Start Supplied material
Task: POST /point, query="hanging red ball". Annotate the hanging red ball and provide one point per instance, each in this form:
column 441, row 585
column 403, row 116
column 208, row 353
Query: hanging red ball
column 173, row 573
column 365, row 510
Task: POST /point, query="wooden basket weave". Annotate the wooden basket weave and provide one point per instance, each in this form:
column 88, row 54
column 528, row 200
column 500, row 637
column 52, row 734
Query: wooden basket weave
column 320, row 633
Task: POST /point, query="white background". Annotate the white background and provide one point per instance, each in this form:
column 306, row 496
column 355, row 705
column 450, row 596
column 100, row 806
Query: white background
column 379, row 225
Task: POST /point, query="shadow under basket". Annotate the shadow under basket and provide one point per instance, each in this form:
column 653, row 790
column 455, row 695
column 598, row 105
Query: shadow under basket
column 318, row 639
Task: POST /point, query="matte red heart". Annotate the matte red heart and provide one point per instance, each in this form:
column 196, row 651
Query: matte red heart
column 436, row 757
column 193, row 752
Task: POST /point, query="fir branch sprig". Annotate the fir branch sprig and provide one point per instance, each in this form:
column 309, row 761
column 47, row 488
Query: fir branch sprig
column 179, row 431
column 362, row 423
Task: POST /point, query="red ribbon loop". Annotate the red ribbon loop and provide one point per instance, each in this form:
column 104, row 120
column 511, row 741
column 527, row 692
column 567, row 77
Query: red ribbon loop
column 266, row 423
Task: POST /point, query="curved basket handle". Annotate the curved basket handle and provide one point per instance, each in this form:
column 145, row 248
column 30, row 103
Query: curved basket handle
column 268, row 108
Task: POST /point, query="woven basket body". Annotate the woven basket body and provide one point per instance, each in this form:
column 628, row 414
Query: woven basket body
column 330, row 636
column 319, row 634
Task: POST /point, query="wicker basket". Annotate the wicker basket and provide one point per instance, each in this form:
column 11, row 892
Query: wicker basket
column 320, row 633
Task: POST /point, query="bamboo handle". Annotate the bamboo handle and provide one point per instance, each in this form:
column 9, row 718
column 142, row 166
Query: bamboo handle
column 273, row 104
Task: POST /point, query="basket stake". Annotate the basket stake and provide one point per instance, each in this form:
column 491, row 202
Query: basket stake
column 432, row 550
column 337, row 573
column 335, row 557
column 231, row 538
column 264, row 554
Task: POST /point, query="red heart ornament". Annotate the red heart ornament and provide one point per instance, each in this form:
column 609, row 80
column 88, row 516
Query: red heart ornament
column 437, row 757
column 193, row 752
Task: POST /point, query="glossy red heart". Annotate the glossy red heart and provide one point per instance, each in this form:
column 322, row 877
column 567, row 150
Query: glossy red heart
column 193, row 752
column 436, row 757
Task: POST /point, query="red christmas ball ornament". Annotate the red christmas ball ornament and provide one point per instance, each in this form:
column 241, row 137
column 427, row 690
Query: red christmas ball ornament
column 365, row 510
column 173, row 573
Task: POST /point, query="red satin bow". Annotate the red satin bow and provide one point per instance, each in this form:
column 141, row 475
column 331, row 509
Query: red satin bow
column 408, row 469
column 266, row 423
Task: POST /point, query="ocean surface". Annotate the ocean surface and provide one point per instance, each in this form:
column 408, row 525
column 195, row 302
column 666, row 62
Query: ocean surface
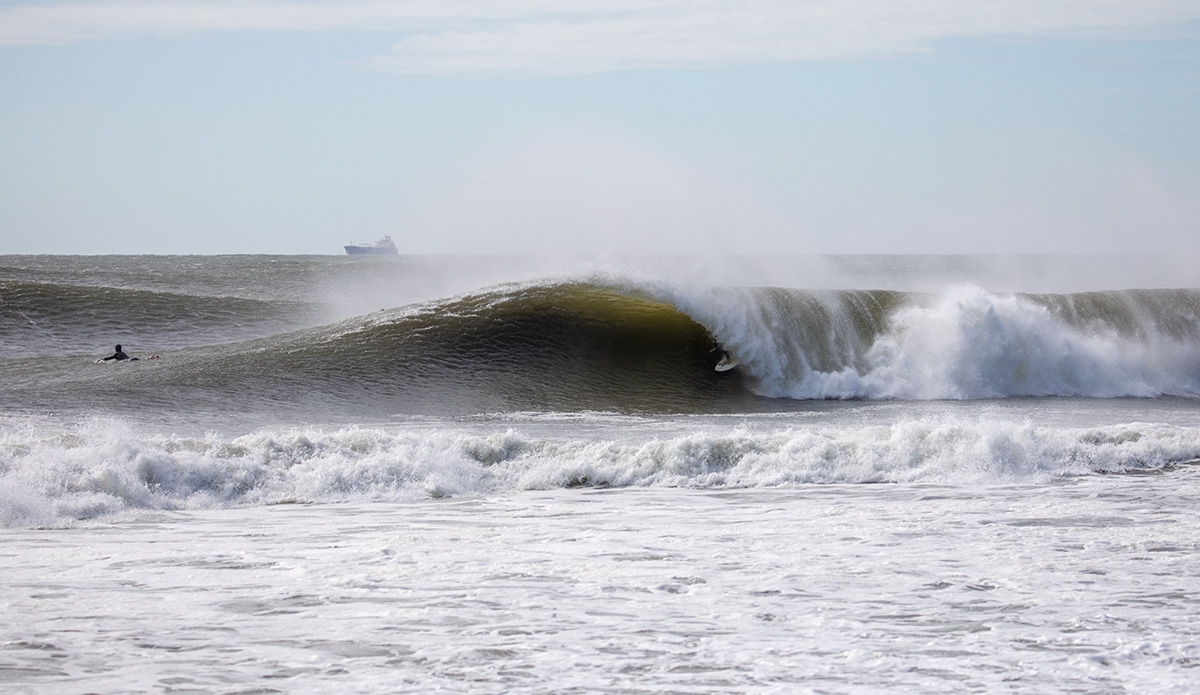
column 522, row 474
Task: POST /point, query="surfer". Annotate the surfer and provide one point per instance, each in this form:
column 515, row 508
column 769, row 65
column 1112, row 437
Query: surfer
column 119, row 355
column 724, row 354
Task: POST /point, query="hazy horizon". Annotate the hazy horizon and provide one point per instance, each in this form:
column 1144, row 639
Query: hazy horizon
column 637, row 127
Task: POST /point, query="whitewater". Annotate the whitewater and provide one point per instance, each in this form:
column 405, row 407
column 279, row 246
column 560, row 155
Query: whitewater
column 499, row 474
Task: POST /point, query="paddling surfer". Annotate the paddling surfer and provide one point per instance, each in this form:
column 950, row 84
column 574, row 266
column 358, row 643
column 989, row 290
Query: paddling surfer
column 119, row 355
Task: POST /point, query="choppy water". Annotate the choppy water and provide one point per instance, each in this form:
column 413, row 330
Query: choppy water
column 505, row 474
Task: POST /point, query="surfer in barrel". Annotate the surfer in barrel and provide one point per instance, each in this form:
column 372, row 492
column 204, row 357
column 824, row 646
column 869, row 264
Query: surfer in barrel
column 725, row 361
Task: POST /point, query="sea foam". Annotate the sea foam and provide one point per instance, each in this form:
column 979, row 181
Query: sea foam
column 105, row 467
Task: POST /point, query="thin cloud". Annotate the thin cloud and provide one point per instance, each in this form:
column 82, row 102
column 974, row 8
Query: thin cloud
column 552, row 37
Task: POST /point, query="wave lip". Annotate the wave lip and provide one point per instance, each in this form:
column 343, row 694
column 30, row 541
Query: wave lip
column 640, row 347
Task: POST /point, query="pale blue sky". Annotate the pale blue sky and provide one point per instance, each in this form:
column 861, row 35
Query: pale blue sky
column 628, row 126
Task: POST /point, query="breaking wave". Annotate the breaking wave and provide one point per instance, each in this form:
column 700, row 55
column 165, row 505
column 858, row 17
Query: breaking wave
column 642, row 348
column 103, row 467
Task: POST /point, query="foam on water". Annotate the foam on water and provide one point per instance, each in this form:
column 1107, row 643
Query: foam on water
column 102, row 467
column 963, row 342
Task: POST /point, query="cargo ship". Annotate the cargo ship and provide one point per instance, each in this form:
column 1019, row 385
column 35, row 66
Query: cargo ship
column 382, row 247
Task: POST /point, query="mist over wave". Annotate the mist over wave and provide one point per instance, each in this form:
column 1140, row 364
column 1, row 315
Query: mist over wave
column 612, row 343
column 103, row 467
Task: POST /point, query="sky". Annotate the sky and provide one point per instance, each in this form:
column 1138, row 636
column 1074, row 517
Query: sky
column 617, row 126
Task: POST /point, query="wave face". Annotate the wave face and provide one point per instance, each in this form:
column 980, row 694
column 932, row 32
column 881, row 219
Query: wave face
column 103, row 467
column 635, row 347
column 48, row 317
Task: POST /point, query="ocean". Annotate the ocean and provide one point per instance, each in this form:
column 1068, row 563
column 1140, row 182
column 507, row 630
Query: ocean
column 522, row 474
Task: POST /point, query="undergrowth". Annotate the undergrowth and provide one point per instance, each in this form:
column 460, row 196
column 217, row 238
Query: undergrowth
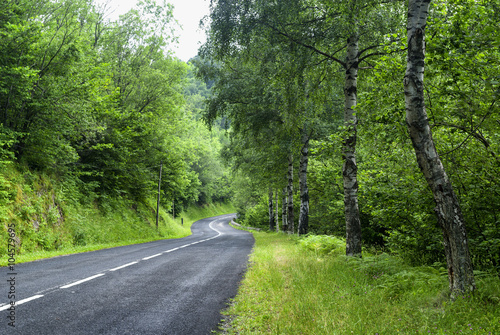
column 305, row 286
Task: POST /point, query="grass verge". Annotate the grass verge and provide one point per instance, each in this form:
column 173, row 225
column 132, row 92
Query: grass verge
column 123, row 228
column 308, row 287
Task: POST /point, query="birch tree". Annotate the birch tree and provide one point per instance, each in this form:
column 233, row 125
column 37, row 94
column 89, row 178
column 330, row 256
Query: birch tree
column 448, row 211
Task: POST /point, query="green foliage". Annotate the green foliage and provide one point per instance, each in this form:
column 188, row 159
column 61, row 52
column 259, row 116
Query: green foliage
column 323, row 244
column 290, row 289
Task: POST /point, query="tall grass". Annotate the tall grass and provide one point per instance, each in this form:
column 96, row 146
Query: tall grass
column 48, row 223
column 307, row 287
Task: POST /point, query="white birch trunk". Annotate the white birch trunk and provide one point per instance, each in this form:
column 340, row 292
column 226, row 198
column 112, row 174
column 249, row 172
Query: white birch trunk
column 449, row 214
column 271, row 213
column 290, row 218
column 350, row 169
column 304, row 190
column 284, row 214
column 277, row 220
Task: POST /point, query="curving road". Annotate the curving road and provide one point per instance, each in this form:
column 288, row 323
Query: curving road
column 162, row 287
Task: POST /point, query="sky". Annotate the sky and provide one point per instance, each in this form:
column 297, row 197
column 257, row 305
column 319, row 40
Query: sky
column 187, row 12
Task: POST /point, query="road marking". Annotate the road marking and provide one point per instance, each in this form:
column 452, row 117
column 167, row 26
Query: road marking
column 146, row 258
column 6, row 307
column 82, row 281
column 123, row 266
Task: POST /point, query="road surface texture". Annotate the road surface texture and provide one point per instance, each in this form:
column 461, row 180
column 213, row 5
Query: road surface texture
column 162, row 287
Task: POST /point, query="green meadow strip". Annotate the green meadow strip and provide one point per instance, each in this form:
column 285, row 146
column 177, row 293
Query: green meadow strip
column 307, row 286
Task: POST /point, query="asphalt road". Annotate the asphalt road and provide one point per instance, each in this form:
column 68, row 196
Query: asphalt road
column 162, row 287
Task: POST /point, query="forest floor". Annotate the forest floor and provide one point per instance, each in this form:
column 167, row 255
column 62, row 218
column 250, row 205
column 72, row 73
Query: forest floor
column 307, row 286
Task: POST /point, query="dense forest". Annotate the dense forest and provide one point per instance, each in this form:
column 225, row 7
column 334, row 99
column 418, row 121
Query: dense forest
column 334, row 130
column 90, row 110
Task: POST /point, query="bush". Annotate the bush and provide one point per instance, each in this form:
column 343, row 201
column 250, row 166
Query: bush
column 323, row 244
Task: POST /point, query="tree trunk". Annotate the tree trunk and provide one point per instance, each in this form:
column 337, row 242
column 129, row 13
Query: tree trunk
column 290, row 218
column 350, row 169
column 304, row 191
column 284, row 214
column 449, row 214
column 277, row 220
column 271, row 208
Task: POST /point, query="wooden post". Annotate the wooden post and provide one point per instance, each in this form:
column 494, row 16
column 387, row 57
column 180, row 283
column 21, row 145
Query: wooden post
column 158, row 202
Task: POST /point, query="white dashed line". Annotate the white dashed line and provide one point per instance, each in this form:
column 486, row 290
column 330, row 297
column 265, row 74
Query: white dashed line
column 6, row 307
column 82, row 281
column 146, row 258
column 123, row 266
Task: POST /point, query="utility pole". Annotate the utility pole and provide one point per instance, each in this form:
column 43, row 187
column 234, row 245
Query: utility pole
column 158, row 202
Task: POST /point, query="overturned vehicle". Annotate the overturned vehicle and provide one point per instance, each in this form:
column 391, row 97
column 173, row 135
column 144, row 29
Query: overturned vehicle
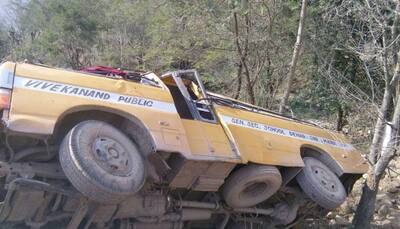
End Supplied material
■ Given request ■
Retype the lines of the records above exactly, from the line with "Annotate the paddling" through the line with "column 640, row 347", including both of those lines.

■ The completed task ■
Task: POST /point, query="paddling surfer". Annotate the paddling surfer and provide one point per instance, each in this form:
column 950, row 84
column 574, row 266
column 358, row 643
column 989, row 290
Query: paddling surfer
column 119, row 355
Task: POST /point, query="choppy water". Annotate the choppy water and provide one point per instance, each in this form:
column 413, row 330
Query: choppy water
column 505, row 474
Task: POST /point, query="surfer in barrel". Annotate the surfer in barrel and provide one point per instance, each in this form:
column 372, row 492
column 204, row 357
column 824, row 646
column 869, row 264
Query: surfer in barrel
column 725, row 361
Task: POST /point, query="sea foam". Annotate the sea foam and provide one point per instance, each in this form:
column 979, row 181
Query: sea foam
column 105, row 467
Task: POST /point, query="thin cloud". Annotate the thin cloud and provide one point per instance, each in this form:
column 82, row 102
column 974, row 8
Query: thin cloud
column 552, row 37
Task: POST /point, query="wave lip". Annotate the wave lip and provide one point per instance, each in this form:
column 343, row 694
column 30, row 541
Query: wave lip
column 640, row 347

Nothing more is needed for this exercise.